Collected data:
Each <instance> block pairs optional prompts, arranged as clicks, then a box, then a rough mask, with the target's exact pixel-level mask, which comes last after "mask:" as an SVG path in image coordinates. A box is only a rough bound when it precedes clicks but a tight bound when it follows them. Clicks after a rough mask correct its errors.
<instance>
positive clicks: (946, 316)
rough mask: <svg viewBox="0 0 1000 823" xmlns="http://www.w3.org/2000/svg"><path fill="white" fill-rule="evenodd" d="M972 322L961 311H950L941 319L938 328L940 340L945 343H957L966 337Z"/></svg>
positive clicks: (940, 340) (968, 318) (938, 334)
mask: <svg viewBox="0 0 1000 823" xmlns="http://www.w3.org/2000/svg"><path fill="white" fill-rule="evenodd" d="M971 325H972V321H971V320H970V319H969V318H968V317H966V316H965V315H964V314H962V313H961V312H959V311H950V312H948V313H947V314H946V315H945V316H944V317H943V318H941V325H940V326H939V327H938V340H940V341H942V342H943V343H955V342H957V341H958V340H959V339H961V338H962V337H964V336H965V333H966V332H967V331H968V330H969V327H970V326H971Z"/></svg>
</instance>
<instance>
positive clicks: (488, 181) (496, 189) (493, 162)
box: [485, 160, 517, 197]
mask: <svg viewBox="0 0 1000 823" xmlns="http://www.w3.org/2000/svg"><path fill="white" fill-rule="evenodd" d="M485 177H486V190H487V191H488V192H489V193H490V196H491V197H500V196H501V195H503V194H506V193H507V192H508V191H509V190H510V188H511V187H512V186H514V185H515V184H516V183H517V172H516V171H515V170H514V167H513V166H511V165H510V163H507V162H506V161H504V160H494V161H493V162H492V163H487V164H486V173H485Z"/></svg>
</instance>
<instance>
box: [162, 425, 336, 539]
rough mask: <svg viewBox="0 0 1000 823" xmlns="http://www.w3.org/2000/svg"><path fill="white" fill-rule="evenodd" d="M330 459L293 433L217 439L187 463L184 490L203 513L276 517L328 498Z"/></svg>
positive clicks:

_WHAT THE EXERCISE ASKS_
What you return should match the entries above exactly.

_SOLVED PROBLEM_
Each <instance> block pairs optional prompts, arranged as clicks, then a box, then a rough mask, with the target's exact pixel-level mask, which comes last after "mask:" as an SVG path in image coordinates. A box is only a rough bound when it precedes clicks but a tight bound when it follows them. Clicks after a rough mask correct its errors.
<instance>
positive clicks: (946, 316)
rough mask: <svg viewBox="0 0 1000 823" xmlns="http://www.w3.org/2000/svg"><path fill="white" fill-rule="evenodd" d="M972 322L961 311H950L941 319L938 328L940 340L945 343H957L966 337Z"/></svg>
positive clicks: (940, 340) (968, 318) (938, 334)
mask: <svg viewBox="0 0 1000 823" xmlns="http://www.w3.org/2000/svg"><path fill="white" fill-rule="evenodd" d="M971 325H972V321H971V320H970V319H969V318H968V317H966V316H965V315H964V314H962V313H961V312H959V311H950V312H948V313H947V314H946V315H945V316H944V317H943V318H941V325H940V326H939V327H938V340H940V341H942V342H943V343H955V342H957V341H958V340H959V339H961V338H962V337H964V336H965V333H966V332H967V331H968V330H969V327H970V326H971Z"/></svg>
</instance>
<instance>
positive clicks: (488, 181) (496, 189) (493, 162)
box: [485, 160, 517, 197]
mask: <svg viewBox="0 0 1000 823" xmlns="http://www.w3.org/2000/svg"><path fill="white" fill-rule="evenodd" d="M485 177H486V190H487V191H488V192H489V193H490V196H491V197H500V196H501V195H503V194H506V193H507V192H508V191H509V190H510V188H511V187H512V186H514V185H515V184H516V183H517V172H516V171H515V170H514V167H513V166H511V165H510V163H507V162H506V161H504V160H494V161H493V162H492V163H487V164H486V173H485Z"/></svg>
</instance>
<instance>
box: [162, 425, 336, 539]
rough mask: <svg viewBox="0 0 1000 823" xmlns="http://www.w3.org/2000/svg"><path fill="white" fill-rule="evenodd" d="M330 459L293 433L217 439L187 463L184 490L203 513L276 517L328 498Z"/></svg>
positive clicks:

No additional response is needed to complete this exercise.